### Source excerpt
Winter on Fire: Ukraine’s Fight for Freedom


Ukrainian police fire on unarmed protesters.

Ukrainian police fire on unarmed protesters.

(2015) Documentary (Netflix) Ekaterina Averchenko, Mustafa Ayyem, Maksim Panov, Eduard Kurganskiy, Diana Popova, Aleksandr Staradub, Ivan Sydor, Timur Ibraimov, Cissy Jones (narrator), Kamiliya Zahoor, Said Ismagilov, Vladimir Makarevich, Sergei Kibnuuski, Volodymyr Parasyuk, Aleksandr Pyovanov, Oleksandr Melnyk, Catherine Ashton. Directed by Evgeny Afineevsky

A wise man once said that while it is easy to see when a revolution ends, it is much more difficult to discern when it begins. That wasn’t the case with the Ukrainian revolution of 2014, also called the EuroMaidan revolution or just the Maidan revolution. named for Maidan Nezalezhnosti or Independence Square in central Kiev (the Ukrainian capital) which was the staging ground for most of the events of the uprising. To paraphrase Gil Scott-Heron, this revolution was televised.

After then-president Viktor Yanukovych refused to sign the trade agreement with the European Union that he had promised to sign, journalist Mustafa Ayyem and others sent out messages on Facebook and other social media to gather in Maidan to protest. At first only a few dozen showed, but by the end of the evening there were thousands in the square.

### Data shown

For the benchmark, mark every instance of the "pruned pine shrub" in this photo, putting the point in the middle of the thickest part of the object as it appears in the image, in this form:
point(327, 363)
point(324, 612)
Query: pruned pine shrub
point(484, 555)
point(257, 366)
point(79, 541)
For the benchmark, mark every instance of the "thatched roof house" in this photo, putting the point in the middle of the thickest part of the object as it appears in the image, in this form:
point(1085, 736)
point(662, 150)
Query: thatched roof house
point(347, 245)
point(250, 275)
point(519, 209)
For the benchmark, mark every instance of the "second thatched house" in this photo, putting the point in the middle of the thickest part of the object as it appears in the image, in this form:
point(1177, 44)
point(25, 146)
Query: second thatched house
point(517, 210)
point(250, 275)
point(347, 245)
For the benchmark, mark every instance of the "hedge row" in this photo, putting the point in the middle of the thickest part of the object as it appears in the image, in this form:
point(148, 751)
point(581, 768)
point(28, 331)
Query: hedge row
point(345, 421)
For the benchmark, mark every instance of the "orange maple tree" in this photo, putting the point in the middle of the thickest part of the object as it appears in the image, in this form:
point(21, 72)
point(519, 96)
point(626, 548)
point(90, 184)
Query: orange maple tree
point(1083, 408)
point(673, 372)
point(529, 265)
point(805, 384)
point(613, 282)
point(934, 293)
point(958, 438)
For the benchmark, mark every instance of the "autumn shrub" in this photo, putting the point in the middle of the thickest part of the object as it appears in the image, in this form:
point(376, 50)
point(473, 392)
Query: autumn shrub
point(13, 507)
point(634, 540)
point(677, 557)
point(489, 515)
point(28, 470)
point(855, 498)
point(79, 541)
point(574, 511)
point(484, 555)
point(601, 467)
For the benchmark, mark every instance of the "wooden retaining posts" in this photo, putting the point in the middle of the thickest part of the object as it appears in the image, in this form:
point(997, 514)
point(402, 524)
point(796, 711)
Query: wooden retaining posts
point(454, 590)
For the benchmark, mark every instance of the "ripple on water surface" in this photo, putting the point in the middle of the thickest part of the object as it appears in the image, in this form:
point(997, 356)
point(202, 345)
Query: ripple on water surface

### Exercise objective
In the Winter on Fire review, change "trade agreement" to "association agreement" and write out everything from "After then-president Viktor" down to "in the square.".

### Problem solution
After then-president Viktor Yanukovych refused to sign the association agreement with the European Union that he had promised to sign, journalist Mustafa Ayyem and others sent out messages on Facebook and other social media to gather in Maidan to protest. At first only a few dozen showed, but by the end of the evening there were thousands in the square.